>> BEGIN GIVEN ENTRIES

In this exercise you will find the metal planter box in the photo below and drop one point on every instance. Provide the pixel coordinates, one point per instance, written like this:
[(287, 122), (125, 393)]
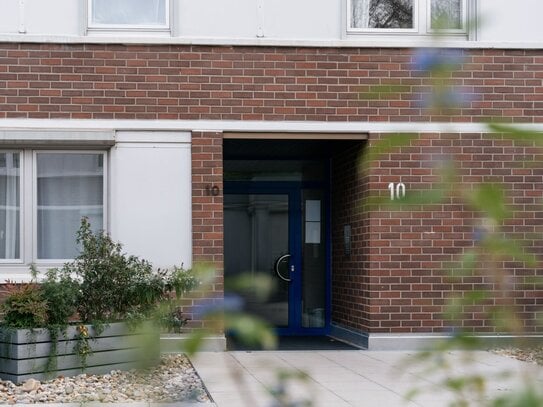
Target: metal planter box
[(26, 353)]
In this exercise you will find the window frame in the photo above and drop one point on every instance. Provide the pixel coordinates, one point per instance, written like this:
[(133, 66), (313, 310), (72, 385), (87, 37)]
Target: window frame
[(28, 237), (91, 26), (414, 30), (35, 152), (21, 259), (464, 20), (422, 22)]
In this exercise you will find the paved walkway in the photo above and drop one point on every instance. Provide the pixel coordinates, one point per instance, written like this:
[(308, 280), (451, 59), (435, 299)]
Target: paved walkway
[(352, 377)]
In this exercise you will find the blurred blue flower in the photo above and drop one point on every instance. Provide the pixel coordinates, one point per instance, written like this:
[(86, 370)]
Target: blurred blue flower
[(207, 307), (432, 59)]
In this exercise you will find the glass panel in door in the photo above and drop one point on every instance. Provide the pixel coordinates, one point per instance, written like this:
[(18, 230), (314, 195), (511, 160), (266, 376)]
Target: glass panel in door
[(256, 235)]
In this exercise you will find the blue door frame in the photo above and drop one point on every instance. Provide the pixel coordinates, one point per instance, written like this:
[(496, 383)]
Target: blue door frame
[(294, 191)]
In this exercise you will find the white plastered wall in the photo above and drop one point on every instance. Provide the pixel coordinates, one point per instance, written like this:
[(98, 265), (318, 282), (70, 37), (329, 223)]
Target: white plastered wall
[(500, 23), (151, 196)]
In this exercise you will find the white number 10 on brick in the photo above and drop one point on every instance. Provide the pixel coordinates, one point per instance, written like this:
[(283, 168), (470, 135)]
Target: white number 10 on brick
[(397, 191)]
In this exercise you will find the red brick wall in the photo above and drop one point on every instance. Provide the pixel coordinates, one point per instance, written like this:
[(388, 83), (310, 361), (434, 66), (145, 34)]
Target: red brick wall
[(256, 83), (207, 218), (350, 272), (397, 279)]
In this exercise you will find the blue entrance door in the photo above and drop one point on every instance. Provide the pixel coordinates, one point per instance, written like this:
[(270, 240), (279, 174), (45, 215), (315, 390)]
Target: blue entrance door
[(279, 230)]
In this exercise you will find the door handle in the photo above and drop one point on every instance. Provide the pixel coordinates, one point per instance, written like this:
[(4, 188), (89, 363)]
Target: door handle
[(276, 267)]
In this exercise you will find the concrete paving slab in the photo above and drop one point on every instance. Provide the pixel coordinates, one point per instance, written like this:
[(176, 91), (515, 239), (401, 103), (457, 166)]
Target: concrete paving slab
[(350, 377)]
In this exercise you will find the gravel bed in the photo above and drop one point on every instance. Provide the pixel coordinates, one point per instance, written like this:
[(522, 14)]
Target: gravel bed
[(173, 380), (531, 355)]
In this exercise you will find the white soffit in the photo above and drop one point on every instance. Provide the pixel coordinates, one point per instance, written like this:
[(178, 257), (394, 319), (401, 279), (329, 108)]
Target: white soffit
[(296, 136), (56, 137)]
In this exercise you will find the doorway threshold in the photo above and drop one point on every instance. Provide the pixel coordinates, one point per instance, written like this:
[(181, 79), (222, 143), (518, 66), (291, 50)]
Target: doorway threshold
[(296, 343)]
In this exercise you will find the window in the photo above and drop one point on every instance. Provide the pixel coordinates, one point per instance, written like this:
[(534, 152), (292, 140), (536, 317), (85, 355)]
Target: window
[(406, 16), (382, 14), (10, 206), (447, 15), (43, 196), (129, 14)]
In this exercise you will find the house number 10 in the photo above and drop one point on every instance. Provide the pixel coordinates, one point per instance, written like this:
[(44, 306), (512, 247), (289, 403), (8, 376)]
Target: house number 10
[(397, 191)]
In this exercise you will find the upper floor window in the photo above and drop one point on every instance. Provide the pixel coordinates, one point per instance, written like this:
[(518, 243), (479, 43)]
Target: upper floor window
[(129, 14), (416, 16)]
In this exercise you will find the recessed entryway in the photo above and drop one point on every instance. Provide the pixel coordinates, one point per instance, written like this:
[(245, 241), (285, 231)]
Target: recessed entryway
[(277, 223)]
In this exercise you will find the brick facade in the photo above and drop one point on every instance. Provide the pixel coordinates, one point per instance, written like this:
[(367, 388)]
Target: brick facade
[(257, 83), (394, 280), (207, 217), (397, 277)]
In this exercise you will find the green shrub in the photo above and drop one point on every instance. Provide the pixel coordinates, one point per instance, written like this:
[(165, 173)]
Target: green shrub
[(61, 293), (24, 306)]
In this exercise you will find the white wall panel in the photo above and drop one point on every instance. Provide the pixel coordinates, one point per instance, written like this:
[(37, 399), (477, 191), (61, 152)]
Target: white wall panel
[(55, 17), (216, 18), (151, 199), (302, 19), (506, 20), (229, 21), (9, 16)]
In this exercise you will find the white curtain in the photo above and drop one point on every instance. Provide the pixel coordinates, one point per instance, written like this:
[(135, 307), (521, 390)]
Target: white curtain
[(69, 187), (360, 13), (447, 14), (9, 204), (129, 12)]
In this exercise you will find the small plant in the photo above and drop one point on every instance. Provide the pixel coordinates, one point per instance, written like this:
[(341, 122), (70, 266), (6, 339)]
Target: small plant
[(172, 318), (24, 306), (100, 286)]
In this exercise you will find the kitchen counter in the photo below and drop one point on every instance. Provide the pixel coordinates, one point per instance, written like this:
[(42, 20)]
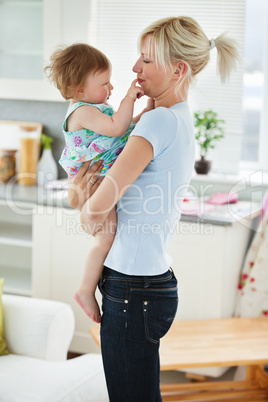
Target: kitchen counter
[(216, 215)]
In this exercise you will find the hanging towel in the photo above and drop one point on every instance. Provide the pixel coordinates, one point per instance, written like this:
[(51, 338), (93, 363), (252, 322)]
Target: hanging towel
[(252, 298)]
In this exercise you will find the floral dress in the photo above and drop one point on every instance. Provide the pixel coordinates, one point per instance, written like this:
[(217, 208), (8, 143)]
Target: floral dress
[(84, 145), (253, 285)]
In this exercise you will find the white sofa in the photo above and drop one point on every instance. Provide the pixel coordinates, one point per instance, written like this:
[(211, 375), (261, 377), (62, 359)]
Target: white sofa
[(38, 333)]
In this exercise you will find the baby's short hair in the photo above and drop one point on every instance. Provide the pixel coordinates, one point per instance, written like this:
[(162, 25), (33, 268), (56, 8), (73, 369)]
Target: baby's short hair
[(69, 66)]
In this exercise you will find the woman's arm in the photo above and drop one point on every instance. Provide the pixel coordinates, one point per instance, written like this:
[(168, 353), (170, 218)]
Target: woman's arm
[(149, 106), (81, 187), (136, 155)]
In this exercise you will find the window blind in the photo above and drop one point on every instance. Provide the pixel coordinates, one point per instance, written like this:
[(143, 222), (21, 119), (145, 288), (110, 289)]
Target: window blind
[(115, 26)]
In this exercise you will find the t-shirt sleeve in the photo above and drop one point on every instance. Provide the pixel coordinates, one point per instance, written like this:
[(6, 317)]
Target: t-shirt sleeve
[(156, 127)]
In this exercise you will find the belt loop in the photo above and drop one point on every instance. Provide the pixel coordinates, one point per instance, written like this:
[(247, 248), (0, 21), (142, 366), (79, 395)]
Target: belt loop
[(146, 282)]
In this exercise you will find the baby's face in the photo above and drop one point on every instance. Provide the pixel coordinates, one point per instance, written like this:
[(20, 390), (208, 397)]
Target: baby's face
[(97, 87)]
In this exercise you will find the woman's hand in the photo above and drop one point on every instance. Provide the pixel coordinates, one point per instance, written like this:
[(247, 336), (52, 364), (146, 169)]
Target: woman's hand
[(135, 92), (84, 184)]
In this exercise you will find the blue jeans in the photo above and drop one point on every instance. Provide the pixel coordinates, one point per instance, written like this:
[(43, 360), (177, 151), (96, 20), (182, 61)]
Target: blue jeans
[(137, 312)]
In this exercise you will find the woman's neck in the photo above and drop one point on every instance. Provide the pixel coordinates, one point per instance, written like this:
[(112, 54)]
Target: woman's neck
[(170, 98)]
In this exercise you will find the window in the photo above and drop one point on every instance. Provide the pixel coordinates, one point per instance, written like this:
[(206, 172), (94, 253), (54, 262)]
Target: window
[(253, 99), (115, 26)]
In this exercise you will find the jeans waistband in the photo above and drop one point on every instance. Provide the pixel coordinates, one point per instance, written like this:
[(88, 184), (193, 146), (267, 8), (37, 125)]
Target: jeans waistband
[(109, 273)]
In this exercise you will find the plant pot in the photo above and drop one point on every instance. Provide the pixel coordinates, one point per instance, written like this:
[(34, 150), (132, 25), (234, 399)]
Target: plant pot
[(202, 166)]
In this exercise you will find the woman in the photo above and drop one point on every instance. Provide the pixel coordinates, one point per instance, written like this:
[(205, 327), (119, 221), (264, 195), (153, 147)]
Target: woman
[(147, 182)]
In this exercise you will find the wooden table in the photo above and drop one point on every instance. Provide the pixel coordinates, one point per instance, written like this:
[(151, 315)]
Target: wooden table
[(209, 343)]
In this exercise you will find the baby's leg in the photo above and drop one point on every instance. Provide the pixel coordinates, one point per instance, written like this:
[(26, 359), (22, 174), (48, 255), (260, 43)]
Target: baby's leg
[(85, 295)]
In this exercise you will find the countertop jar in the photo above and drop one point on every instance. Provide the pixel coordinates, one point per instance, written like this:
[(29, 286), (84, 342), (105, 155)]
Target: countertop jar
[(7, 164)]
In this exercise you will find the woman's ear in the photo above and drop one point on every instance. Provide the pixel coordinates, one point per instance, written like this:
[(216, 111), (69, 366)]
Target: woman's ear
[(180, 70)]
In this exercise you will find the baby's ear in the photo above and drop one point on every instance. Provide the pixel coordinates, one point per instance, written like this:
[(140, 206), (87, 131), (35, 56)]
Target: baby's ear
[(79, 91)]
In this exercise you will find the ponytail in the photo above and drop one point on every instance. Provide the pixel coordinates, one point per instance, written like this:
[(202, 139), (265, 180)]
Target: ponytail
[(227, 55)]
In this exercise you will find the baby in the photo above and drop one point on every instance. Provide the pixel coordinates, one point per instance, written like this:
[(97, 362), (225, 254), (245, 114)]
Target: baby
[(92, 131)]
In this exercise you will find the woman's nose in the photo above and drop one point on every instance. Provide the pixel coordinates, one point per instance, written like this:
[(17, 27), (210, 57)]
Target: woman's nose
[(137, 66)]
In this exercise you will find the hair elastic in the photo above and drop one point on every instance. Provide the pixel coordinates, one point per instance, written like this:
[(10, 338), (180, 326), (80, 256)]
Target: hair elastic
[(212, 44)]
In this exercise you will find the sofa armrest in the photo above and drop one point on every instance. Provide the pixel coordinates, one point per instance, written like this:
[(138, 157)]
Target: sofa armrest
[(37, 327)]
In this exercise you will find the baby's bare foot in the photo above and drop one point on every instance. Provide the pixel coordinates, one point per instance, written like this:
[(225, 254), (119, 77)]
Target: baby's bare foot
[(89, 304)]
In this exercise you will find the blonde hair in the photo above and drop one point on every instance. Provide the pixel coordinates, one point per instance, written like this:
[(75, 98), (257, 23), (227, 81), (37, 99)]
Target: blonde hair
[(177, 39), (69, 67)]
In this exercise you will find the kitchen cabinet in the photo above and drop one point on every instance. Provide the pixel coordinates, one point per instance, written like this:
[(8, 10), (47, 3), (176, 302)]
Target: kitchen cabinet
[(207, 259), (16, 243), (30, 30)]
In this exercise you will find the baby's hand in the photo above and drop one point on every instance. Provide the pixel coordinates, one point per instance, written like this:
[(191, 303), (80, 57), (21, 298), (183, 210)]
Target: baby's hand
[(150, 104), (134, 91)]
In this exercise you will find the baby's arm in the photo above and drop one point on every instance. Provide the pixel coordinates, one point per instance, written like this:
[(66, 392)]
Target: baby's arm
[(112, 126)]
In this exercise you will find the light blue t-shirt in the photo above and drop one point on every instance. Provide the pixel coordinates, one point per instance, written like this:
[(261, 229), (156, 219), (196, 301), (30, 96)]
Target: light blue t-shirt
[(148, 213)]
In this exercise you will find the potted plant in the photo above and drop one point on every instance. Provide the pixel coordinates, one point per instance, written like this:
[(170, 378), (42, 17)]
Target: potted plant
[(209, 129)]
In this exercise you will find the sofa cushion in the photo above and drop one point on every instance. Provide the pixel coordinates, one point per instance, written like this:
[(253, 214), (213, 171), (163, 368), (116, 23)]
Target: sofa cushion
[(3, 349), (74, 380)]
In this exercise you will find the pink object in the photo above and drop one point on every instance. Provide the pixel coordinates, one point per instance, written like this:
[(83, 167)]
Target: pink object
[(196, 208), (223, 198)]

>> END GIVEN ENTRIES

WHAT TO PRODUCE: Copy the stretch from the start of the material through the line that contains "[(26, 353)]", changing "metal planter box" to "wooden planter box" and keeping everything else the same. Leave out the pictures.

WRITTEN ANSWER:
In this exercise you will find the wooden planter box in the photo below and drop one point on every instance. Provide the pixel coordinates, one point per instance, written like this:
[(287, 122), (125, 393)]
Target: wooden planter box
[(26, 353)]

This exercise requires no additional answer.